> PROBLEM DETAILS:
Count the lines in the material below that contain the string "paved". Return only that number.

Records from a collection
◆ ◆ ◆
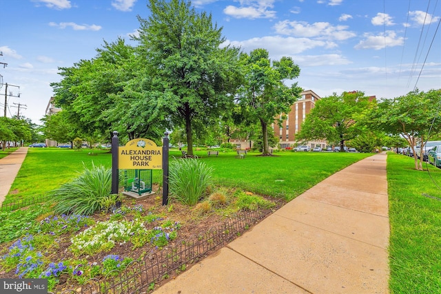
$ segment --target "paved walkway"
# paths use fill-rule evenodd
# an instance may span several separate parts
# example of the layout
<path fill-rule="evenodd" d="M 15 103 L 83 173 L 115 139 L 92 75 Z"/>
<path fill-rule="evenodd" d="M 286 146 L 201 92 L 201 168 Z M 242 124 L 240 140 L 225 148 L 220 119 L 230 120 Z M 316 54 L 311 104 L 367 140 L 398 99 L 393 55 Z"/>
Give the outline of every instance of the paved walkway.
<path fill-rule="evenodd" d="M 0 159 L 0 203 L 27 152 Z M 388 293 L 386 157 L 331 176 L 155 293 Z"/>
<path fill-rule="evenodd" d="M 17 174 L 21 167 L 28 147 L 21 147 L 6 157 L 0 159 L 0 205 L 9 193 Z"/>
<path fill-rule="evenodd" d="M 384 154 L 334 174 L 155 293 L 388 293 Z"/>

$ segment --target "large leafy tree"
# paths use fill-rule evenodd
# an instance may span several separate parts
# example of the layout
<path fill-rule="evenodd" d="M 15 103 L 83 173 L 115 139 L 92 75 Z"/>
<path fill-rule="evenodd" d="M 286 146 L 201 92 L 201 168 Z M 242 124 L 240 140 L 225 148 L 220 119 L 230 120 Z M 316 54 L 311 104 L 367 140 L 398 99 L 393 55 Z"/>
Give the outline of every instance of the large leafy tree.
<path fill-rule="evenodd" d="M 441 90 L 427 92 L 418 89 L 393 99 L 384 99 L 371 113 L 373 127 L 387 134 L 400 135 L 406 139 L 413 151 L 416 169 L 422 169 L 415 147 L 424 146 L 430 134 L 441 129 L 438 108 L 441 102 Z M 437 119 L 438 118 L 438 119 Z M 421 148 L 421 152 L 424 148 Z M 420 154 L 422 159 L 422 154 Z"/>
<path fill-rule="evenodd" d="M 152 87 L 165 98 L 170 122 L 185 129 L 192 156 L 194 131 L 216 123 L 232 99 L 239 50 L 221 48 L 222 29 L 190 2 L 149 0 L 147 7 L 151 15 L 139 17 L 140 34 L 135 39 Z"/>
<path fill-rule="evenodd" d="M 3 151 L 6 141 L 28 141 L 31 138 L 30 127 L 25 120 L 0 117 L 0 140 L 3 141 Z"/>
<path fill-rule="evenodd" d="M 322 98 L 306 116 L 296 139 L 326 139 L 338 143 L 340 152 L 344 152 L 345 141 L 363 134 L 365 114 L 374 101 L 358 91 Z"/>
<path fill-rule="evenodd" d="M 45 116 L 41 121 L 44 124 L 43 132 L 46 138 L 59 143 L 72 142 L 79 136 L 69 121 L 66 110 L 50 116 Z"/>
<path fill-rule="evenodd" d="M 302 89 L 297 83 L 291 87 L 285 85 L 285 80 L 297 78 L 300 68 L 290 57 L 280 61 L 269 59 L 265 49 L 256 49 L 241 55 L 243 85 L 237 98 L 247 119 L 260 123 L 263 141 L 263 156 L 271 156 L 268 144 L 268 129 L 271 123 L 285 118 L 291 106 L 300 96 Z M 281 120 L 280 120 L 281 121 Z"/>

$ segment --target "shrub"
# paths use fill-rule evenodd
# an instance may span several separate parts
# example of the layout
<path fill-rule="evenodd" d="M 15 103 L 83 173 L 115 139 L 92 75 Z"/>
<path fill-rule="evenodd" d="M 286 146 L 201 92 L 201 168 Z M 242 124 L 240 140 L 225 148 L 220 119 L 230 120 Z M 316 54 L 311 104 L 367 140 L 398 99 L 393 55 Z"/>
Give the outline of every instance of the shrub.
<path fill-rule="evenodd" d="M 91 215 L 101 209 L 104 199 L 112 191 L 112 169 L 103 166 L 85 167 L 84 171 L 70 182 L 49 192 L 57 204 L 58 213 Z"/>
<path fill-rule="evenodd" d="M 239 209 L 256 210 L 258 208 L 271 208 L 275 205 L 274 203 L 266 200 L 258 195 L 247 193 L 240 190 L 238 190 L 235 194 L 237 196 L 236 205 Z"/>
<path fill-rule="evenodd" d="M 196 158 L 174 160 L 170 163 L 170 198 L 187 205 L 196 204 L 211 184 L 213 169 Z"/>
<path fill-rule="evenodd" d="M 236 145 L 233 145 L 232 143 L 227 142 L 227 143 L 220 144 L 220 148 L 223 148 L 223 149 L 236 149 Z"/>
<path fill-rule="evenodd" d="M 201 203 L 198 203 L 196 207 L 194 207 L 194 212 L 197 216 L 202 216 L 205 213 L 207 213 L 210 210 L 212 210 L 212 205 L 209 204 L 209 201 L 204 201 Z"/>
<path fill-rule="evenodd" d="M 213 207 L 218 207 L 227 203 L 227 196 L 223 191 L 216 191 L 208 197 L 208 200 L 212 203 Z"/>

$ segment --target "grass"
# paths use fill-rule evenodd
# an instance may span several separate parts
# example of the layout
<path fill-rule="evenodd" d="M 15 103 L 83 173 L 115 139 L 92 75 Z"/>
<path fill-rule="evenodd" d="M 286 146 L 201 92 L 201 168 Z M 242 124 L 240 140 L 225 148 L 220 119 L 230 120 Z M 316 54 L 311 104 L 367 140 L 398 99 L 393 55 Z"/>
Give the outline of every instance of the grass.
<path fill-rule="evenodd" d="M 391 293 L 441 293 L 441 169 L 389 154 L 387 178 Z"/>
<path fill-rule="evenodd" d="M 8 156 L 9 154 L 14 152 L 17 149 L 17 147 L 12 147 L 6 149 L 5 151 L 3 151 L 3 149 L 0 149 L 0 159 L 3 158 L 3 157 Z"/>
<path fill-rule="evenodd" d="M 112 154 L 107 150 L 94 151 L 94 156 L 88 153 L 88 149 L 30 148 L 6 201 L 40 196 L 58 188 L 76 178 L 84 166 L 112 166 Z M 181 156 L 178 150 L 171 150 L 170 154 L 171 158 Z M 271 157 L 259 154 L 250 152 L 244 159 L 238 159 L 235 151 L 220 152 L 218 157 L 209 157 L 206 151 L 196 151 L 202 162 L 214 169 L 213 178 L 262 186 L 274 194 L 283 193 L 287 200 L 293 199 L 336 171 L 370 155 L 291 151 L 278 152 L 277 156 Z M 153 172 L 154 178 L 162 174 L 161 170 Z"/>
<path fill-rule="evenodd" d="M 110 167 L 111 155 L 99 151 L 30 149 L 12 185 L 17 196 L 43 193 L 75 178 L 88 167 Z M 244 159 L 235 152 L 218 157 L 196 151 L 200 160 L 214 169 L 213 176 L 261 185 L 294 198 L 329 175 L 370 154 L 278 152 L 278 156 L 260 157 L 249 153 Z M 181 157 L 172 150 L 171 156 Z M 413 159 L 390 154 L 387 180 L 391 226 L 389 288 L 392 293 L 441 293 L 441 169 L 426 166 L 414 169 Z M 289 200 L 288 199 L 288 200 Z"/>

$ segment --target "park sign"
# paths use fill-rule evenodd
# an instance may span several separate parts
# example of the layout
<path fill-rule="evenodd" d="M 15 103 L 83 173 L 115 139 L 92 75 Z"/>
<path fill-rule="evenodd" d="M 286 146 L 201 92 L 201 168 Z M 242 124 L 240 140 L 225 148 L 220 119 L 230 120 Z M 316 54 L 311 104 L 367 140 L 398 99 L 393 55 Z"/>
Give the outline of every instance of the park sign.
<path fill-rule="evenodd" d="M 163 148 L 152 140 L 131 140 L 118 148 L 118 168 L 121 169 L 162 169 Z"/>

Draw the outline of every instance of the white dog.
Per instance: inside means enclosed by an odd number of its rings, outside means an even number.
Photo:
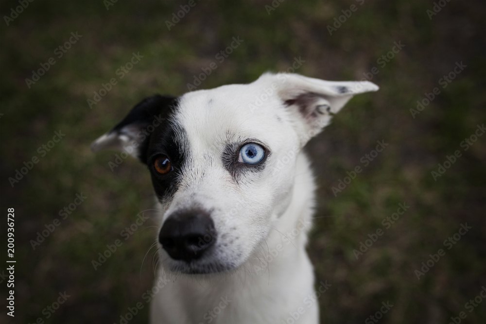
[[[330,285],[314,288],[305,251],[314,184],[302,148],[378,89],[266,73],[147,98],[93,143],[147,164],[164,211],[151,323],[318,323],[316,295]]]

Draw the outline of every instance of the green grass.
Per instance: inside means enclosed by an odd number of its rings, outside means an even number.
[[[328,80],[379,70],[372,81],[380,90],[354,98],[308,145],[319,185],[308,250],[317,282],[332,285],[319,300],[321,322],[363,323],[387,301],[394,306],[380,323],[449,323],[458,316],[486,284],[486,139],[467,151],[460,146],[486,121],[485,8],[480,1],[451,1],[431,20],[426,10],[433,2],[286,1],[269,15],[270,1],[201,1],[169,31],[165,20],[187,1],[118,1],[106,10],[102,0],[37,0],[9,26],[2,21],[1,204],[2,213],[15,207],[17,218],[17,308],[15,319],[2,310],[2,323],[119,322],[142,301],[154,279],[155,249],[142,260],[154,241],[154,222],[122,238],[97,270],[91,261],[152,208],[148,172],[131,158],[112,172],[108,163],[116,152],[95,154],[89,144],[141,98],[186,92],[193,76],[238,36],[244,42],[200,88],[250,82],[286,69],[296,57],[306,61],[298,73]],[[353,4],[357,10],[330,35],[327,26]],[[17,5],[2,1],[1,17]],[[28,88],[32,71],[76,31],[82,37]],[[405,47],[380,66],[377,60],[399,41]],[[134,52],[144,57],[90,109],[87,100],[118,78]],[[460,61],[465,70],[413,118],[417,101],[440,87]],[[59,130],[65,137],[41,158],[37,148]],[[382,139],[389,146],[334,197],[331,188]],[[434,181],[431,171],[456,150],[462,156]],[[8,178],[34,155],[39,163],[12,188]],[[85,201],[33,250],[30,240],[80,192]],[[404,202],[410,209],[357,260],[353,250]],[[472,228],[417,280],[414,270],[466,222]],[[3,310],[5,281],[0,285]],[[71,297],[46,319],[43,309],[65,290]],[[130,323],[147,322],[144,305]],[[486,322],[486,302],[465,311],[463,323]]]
◆ ◆ ◆
> RESULT OF THIS TASK:
2